─── Dataset ───

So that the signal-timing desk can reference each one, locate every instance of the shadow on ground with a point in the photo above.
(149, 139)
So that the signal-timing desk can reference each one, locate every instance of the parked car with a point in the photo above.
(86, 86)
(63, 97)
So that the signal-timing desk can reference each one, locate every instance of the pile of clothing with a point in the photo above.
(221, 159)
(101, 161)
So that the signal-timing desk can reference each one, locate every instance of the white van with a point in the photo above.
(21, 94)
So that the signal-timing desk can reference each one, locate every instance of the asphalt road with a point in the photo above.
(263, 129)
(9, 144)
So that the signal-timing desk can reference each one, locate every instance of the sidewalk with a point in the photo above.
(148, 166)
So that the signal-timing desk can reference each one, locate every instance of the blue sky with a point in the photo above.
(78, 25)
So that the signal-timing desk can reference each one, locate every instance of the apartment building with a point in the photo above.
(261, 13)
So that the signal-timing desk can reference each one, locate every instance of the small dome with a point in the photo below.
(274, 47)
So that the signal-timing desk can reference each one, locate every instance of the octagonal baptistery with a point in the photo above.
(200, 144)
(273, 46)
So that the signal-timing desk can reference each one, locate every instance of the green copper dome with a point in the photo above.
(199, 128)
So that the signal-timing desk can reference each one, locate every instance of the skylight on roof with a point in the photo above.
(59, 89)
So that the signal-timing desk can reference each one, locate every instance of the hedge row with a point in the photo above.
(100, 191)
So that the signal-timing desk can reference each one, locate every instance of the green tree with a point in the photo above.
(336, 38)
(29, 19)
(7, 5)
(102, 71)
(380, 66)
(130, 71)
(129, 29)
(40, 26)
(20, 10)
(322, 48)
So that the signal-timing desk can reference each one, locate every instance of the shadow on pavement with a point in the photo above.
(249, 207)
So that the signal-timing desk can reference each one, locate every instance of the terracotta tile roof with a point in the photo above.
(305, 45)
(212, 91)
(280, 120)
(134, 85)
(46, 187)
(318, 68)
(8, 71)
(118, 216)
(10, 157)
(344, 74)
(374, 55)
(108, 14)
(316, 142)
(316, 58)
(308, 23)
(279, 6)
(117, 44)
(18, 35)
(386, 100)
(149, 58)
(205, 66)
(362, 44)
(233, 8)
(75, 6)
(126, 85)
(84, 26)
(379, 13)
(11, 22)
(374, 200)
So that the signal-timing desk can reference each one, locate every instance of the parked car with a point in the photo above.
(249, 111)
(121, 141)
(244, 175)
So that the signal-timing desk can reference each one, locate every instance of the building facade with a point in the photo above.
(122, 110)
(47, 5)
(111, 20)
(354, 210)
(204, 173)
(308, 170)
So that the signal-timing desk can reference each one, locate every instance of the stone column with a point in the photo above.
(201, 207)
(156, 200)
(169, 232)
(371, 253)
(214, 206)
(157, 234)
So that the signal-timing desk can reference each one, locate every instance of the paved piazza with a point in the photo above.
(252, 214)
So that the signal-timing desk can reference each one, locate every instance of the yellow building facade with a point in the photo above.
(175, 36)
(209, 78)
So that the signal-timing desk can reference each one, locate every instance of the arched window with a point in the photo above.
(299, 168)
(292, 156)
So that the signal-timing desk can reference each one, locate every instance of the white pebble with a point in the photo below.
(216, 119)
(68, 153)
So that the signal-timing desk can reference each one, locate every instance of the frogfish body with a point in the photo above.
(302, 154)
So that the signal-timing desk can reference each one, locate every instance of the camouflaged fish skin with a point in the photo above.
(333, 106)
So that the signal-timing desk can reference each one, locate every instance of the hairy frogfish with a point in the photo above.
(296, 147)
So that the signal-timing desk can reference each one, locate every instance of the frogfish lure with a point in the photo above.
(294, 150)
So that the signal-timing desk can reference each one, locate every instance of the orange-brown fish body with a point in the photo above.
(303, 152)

───

# Direction
Quote all of the rows above, word for word.

# Expected output
So that the signal-timing desk can reference each one, locate every instance of the shadow on ground with a point in the photo above.
(149, 139)
So that the signal-timing desk can reference each one, locate every instance of the parked car with a point in the photo above.
(86, 86)
(63, 97)
So that the signal-timing desk can reference each one, locate every instance of the pile of clothing with a point in the photo above.
(221, 159)
(101, 161)
So that the signal-timing desk can reference each one, locate every instance of the white van with a point in the photo above.
(21, 94)
So that the signal-timing desk can reference each one, locate every instance of the asphalt road with a point in the photo above.
(263, 129)
(9, 144)
So that the signal-timing desk can reference each one, locate every instance of the sidewalk with a point in the photo above.
(148, 166)
So that the signal-timing desk can reference each one, locate every instance of the blue sky with a point in the photo above.
(78, 25)
So that the signal-timing desk can reference each one, locate every instance of the apartment building with a point in the photo above.
(261, 13)
So that the signal-timing desk can reference each one, locate every instance of the small dome with a point in the photo below.
(274, 47)
So that the signal-timing desk can reference each one, locate every instance of the octagonal baptistery with a point in the photo above.
(200, 144)
(273, 46)
So that the signal-timing desk can reference each one, locate every instance of the green copper dome with a point in the photo above.
(199, 128)
So that the signal-timing desk can reference each one, locate every instance of the skylight on roof with a point in the photo above.
(59, 89)
So that the signal-timing desk can reference each one, locate every instance of the hedge row with a point in the photo above.
(100, 191)
So that the signal-timing desk can reference each one, locate every instance of the green tree with a point in the photo above.
(336, 38)
(29, 19)
(7, 5)
(102, 71)
(380, 66)
(130, 71)
(129, 29)
(40, 26)
(20, 10)
(322, 48)
So that the signal-timing desk can reference each one, locate every instance of the shadow on pavement with a point in the photo above.
(249, 207)
So that the signal-timing desk can reference each one, locate every instance of the terracotta tile roof with a point in the photo above.
(305, 45)
(212, 91)
(280, 120)
(134, 85)
(46, 187)
(318, 68)
(8, 71)
(118, 216)
(10, 157)
(344, 74)
(374, 55)
(108, 14)
(316, 142)
(316, 58)
(308, 23)
(279, 6)
(117, 44)
(18, 35)
(386, 100)
(149, 58)
(205, 66)
(362, 44)
(233, 8)
(75, 6)
(126, 85)
(84, 26)
(379, 13)
(11, 22)
(374, 200)
So that the signal-timing desk can reference each one, locate every instance of the parked car with a point in the photo above.
(249, 111)
(121, 141)
(244, 175)
So that the signal-timing desk can reference each one, locate every instance of the building facade with a point in the photo above.
(122, 110)
(47, 5)
(111, 20)
(354, 210)
(204, 173)
(308, 170)
So that the signal-timing desk can reference each one, locate every instance of the stone column with a point in the photo above.
(201, 207)
(156, 200)
(169, 232)
(371, 253)
(214, 206)
(157, 234)
So that the signal-timing desk can reference each one, locate every instance of the paved piazza with a point in the photo above.
(252, 214)
So that the signal-timing desk can reference each one, locate every instance of the yellow building facade with a point in the photo above.
(175, 36)
(209, 78)
So that the signal-timing desk can reference each one, locate every instance of the arched window with a point in the photo above.
(299, 168)
(292, 156)
So that the signal-timing desk can reference each one, locate every instance of the white pebble with a point in the photo below.
(216, 119)
(68, 153)
So that the signal-timing desk can reference each one, locate every instance of the frogfish body with a point in the photo above.
(302, 154)
So that the signal-timing desk can reference each one, locate every instance of the camouflaged fish skin with a point in the photo above.
(333, 106)
So that the signal-timing desk can reference each one, locate every instance of the hairy frogfish with a point in the photo above.
(296, 147)
So that the signal-timing desk can reference each one, locate every instance of the frogfish lure with a point in the photo above.
(294, 150)
So that the signal-timing desk can reference each one, locate every instance of the orange-brown fish body with a point in the photo above.
(303, 152)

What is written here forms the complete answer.